(How to complete this task) What is needed is an exact transcription of the listing, with the images removed.
*** Opening Data section ***
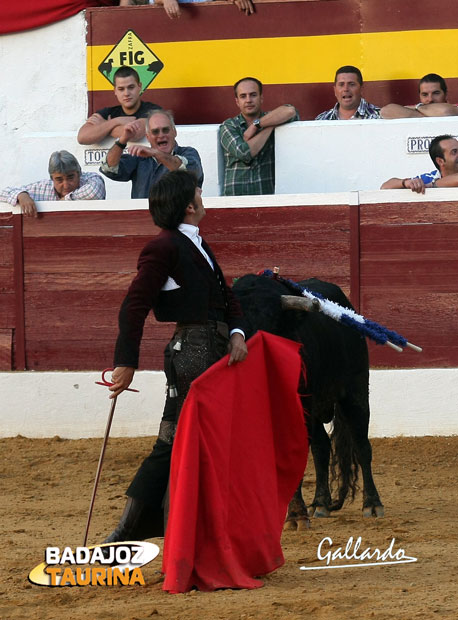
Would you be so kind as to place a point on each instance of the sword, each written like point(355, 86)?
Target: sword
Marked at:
point(102, 452)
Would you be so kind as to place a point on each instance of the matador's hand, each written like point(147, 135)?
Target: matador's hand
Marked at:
point(237, 349)
point(122, 377)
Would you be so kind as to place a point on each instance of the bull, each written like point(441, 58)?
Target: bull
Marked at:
point(335, 388)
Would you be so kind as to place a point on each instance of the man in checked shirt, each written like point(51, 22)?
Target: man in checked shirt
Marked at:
point(247, 141)
point(66, 182)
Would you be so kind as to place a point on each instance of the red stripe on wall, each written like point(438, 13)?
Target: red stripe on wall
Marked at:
point(283, 19)
point(215, 104)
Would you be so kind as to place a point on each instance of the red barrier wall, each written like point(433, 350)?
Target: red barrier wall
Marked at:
point(399, 260)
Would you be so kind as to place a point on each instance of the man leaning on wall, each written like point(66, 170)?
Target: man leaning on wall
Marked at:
point(66, 182)
point(432, 92)
point(110, 121)
point(348, 85)
point(443, 151)
point(247, 141)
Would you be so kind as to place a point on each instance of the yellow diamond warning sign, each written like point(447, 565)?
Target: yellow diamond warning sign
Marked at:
point(132, 52)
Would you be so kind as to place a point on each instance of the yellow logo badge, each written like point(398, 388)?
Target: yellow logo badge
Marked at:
point(132, 52)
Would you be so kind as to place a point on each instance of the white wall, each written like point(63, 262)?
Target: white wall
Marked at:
point(46, 102)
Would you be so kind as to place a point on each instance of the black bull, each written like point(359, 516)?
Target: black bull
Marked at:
point(337, 391)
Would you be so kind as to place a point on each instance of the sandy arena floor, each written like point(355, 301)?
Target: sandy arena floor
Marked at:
point(46, 488)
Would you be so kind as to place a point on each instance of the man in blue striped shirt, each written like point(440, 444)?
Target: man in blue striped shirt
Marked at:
point(348, 84)
point(443, 150)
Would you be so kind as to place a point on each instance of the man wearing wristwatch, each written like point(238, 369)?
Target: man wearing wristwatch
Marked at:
point(145, 165)
point(247, 141)
point(110, 121)
point(432, 92)
point(443, 150)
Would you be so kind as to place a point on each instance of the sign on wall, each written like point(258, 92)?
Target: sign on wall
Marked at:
point(133, 52)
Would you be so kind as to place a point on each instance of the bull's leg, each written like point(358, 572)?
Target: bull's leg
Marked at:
point(321, 450)
point(297, 517)
point(356, 410)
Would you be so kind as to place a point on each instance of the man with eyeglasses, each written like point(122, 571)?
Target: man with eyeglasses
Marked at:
point(145, 165)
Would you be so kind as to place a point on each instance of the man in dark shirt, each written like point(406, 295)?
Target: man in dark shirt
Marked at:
point(179, 279)
point(111, 120)
point(145, 165)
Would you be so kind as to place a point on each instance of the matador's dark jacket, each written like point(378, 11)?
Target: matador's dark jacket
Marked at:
point(202, 294)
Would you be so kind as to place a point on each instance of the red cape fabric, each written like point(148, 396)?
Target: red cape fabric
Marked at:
point(239, 454)
point(26, 14)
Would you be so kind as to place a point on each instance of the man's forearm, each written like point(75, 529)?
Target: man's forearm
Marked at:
point(279, 116)
point(92, 133)
point(172, 162)
point(114, 155)
point(393, 183)
point(257, 142)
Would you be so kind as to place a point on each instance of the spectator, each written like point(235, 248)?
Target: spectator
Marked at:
point(111, 121)
point(348, 84)
point(443, 150)
point(432, 91)
point(66, 182)
point(248, 141)
point(172, 7)
point(145, 165)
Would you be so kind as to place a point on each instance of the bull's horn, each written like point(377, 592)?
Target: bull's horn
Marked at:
point(293, 302)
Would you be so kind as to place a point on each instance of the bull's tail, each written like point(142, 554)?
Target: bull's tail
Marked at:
*** Closing Data section ***
(Task answer)
Would you be so kind as to place a point on each instance of the sword, each written like point(355, 86)?
Target: sword
Marked at:
point(102, 452)
Would you be so kind as to place a point on each instance of the matador's hand, each written like point(147, 135)?
Target: matador's hand
Marked at:
point(237, 349)
point(122, 377)
Would you be so kind as to place a point on each instance of the bull, each written like point(441, 58)?
Target: bull
Marked at:
point(335, 388)
Would you be so kind as to place a point on each instance of the man in checked shirt, each written like point(51, 22)?
Target: man in checked shirt
Marked at:
point(247, 141)
point(66, 182)
Would you be so kind as to place a point on each instance of the red stripe on wall, each written like point(438, 13)?
Target: red stripe on wall
Marked at:
point(283, 19)
point(215, 104)
Would you be so kind as to place a point on each instance of the red barrier wall, each written like point(433, 350)?
Target: red barrier wall
Marked at:
point(399, 260)
Would you be so kind as to place a point on each instance of the man leaning on wall, each written like point(66, 170)?
Target: man leaning on wall
Marked at:
point(66, 182)
point(432, 92)
point(110, 121)
point(348, 85)
point(443, 151)
point(247, 141)
Would you be so kind as to place a point on each instance of the yellow diamond warning sign, each written like point(447, 565)?
Target: yellow diamond warning sign
Marked at:
point(132, 52)
Would you be so kind as to place a point on each instance of the yellow logo badge, each written like point(398, 388)?
Target: yellow logo badge
Marked at:
point(132, 52)
Would you be so kind as to place a point on each instance of the white wall, each written like point(63, 262)?
Target: white wall
Marked at:
point(46, 102)
Would you be so kind as to place a point on each instance of the black bull, each written like point(359, 516)?
Target: black bull
Marked at:
point(337, 391)
Would you be so kind as to place a point on each instance of the sandy arena floor, each written like point(355, 301)?
Target: sandy arena floor
Marked at:
point(46, 488)
Would you be so kind as to place a point on each instance of the man in blue striped shirt, each written like point(440, 444)?
Target: man in blue striped shirt
Marked at:
point(348, 84)
point(443, 150)
Would you be so kind as to place a point on each instance of the man wearing wristwatch, each written like point(238, 369)?
Target: man wearing wristwatch
Marked at:
point(145, 165)
point(247, 141)
point(110, 121)
point(432, 92)
point(443, 150)
Would you be so kind as to place a point on each instance of the sign on wall, each written like point(258, 92)?
Target: sign on wall
Marked at:
point(133, 52)
Would you be so kind as to place a point on each instance of the bull's leg, each written like point(358, 572)?
Target: bull's leg
Marked at:
point(321, 450)
point(297, 517)
point(356, 410)
Would you be so kind as to place a point on each instance of the man with eyeglasses, each written like point(122, 571)?
Target: man with eyeglasses
Marked at:
point(145, 165)
Would you be so kind as to place a point on each instance of the man in dark shirt, each written like point(406, 295)?
Target: man in dark shirt
Marked at:
point(179, 279)
point(111, 120)
point(145, 165)
Would you be so kind as to place a point on each instance of the matador's dark jacket, each written like point(378, 11)?
Target: matador's dark jacket
Marked at:
point(202, 294)
Would you be so kind as to place a point on each instance of the red cape fabric, each written like point(148, 396)?
Target: red cape fabric
Marked at:
point(239, 454)
point(26, 14)
Would you be so kind as to place a point on each instance of the man's forearm, each written like point(75, 529)?
Target: man's forearm
Marked at:
point(279, 116)
point(92, 133)
point(172, 162)
point(114, 155)
point(393, 183)
point(257, 142)
Would you be so kind as to place a point on each instance of the spectator, each written like point(235, 248)?
Target: spectator
Marked at:
point(111, 121)
point(348, 84)
point(443, 150)
point(432, 91)
point(66, 182)
point(248, 141)
point(172, 7)
point(145, 165)
Would you be so kind as to place a point on each instance of the bull's horn, each written like point(377, 592)?
Target: bull's horn
Marked at:
point(293, 302)
Would you be so kind as to place a point on each instance of the bull's tail, each written like point(142, 554)?
Target: bull's tail
Marked at:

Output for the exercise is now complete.